● Objective: Return all of the records below word for word, leaving out the pictures.

● Available records:
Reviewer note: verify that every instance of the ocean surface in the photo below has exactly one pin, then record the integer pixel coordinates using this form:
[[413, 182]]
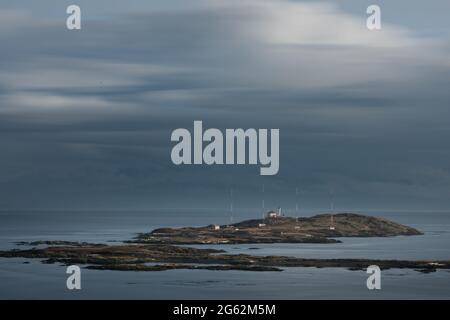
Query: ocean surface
[[30, 279]]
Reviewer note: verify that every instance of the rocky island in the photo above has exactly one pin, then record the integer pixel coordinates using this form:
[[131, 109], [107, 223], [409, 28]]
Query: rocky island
[[160, 250], [276, 228]]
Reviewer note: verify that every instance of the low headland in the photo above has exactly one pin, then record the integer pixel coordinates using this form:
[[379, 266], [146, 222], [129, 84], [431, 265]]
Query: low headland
[[162, 249]]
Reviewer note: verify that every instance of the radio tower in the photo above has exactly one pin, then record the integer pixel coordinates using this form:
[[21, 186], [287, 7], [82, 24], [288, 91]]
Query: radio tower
[[332, 209], [263, 205], [231, 206]]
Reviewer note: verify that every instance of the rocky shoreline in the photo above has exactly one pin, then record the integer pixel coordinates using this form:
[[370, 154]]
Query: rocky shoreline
[[151, 257], [322, 228], [160, 249]]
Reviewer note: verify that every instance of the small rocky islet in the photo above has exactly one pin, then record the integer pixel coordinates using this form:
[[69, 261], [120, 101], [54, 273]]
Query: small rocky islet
[[164, 249]]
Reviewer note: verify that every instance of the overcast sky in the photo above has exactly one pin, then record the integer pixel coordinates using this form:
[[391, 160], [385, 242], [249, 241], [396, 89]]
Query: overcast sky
[[86, 116]]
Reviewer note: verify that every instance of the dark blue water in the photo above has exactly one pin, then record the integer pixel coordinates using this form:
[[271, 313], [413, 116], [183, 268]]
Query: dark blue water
[[36, 280]]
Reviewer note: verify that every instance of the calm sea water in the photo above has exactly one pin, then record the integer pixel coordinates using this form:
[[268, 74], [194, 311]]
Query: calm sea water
[[39, 281]]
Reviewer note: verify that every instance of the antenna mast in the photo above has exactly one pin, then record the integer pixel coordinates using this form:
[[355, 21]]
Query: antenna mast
[[231, 206]]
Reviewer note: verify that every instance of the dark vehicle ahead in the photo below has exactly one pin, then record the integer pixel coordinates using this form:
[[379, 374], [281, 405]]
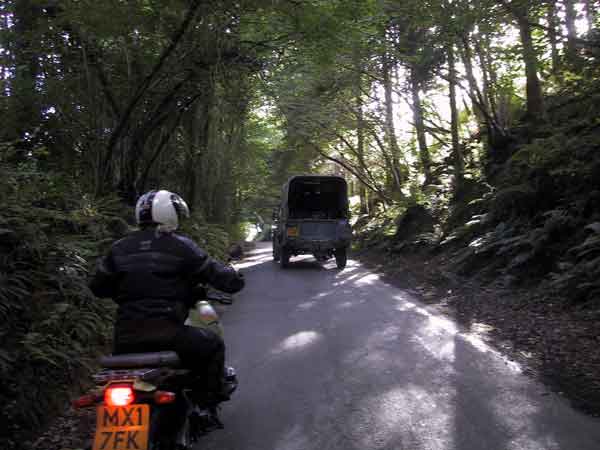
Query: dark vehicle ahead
[[313, 219]]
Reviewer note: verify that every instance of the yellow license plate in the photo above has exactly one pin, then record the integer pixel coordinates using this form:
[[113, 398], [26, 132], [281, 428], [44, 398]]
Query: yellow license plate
[[122, 427]]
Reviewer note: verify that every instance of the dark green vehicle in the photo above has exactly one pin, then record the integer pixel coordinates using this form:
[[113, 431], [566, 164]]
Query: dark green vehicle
[[313, 219]]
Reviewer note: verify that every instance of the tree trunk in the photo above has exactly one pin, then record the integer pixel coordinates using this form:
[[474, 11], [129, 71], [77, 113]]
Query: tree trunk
[[535, 102], [459, 164], [552, 37], [570, 17], [360, 148], [417, 108], [390, 131], [591, 13]]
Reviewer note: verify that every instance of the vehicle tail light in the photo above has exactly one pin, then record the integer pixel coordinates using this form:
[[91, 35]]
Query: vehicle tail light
[[164, 397], [118, 395], [85, 401]]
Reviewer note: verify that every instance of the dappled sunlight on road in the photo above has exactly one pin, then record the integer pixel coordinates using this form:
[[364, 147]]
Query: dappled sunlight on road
[[411, 415], [437, 325], [343, 360], [298, 341]]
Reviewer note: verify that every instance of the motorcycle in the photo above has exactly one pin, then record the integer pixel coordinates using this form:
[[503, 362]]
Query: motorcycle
[[143, 400]]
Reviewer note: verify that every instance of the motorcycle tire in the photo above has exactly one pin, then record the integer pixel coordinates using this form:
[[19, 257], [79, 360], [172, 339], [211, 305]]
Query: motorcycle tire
[[285, 258], [341, 258]]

● In response:
Reviewer note: verify that every instance of the ocean surface in the photo below has exactly one pin, then record the integer pixel coordinates using this form:
[[413, 182]]
Query: ocean surface
[[30, 279]]
Reviewer note: verify that every instance of the rocky island in the photo above has exactly one pin, then record the integer pixel coordinates using this form:
[[131, 109], [107, 223], [409, 28]]
Query: rocky island
[[160, 250], [276, 228]]
Reviewer note: verify that every instance of the low headland in the photo above has exactly one pin, then record the integer pixel coordinates using this form:
[[379, 266], [146, 222], [129, 84], [431, 265]]
Query: low headland
[[162, 249]]
Reviewer note: verify that every instance of the radio tower in the photo above has exactly one pin, then record the integer pixel coordinates using this form:
[[21, 186], [287, 7], [82, 24], [288, 91]]
Query: radio tower
[[332, 209], [263, 205], [231, 206]]
Reviewer note: verify that every instance of the rocky shoreline in the photo above has exactly one pin, then record the integer pixel coordinates using this form:
[[370, 154]]
Query: rocky shoreline
[[151, 257], [322, 228], [160, 249]]
Reviewer note: verify that every instance of the small rocky islet in the photo above has exactly one pin, then record the integer pixel coordinates using this form:
[[69, 261], [120, 101], [54, 273]]
Query: small rocky islet
[[164, 249]]
Reviewer note: verify that every instance of the overcast sky in the photo above has exactly one pin, then record the integer pixel coordinates using this form:
[[391, 160], [385, 242], [249, 241], [396, 89]]
Query: overcast sky
[[86, 116]]
Reviewer note: verify that every instance of the dark blue water in the photo above has exactly one pin, then record the integer pixel coordinates using this form:
[[271, 313], [413, 116], [183, 268]]
Query: dark blue water
[[36, 280]]
Reviewer note: verify that every instance of the calm sea water in the photo above has exactly one pin, then record the integer pixel coordinates using this form:
[[268, 74], [194, 311]]
Query: calm sea water
[[39, 281]]
Reviewer note: verify that every instance of the antenna mast in the photo above has exactly one pin, then record the integer pixel coordinates using this form:
[[355, 21]]
Query: antenna mast
[[231, 206]]
Reviewer note: verify that every instance of the dark vehicle ahead in the photo below has exactly one pin, then record the integer pixel coordinates using this form:
[[379, 374], [281, 405]]
Query: dark vehicle ahead
[[313, 219]]
Reviewer note: verify that every instance of the yellow license plate in the photo above has exactly one pin, then record the integer pixel coordinates using this form:
[[113, 398], [26, 132], [281, 428], [44, 398]]
Query: yellow license plate
[[122, 427]]
Reviewer note: verify that every instance of the dark green vehicle in the photo above has exactly one pin, then record the integer pixel coordinates using this form:
[[113, 431], [566, 164]]
Query: dark green vehicle
[[313, 219]]
Reviewer note: verify that every instance of the tree trunk in the photo above has exactly one pin, then record the integer pixel coordinates using this form:
[[474, 11], [129, 71], [77, 113]]
Query: tree trunk
[[535, 102], [459, 164], [552, 37], [570, 17], [360, 148], [417, 108], [390, 131], [591, 13]]
Reviewer note: verify that every instance of the vehicle tail light in the photo above has exactly one pin, then record the integer pixel coordinates using this form:
[[91, 35]]
Query: vehicle tail light
[[164, 397], [118, 395], [85, 401]]
Reviewer note: verify that every instance of the dappled sunlight on road in the photo above has exactly one pin, then record the integer pixel coordinates using this form:
[[364, 147]]
Query: dappled sunlight on road
[[411, 415], [437, 325], [343, 360], [298, 341]]
Reviewer note: verify that every instance of the motorcycle in the photo above has exactly one pin, then record the integer pixel coordinates using this form:
[[503, 362]]
Query: motorcycle
[[143, 400]]
Reviewer note: verify that every instance of the motorcycle tire in the photo above has exactly one pin, then record the integer pixel coordinates using this form:
[[19, 257], [79, 360], [172, 339], [211, 305]]
Query: motorcycle tire
[[285, 258], [341, 258]]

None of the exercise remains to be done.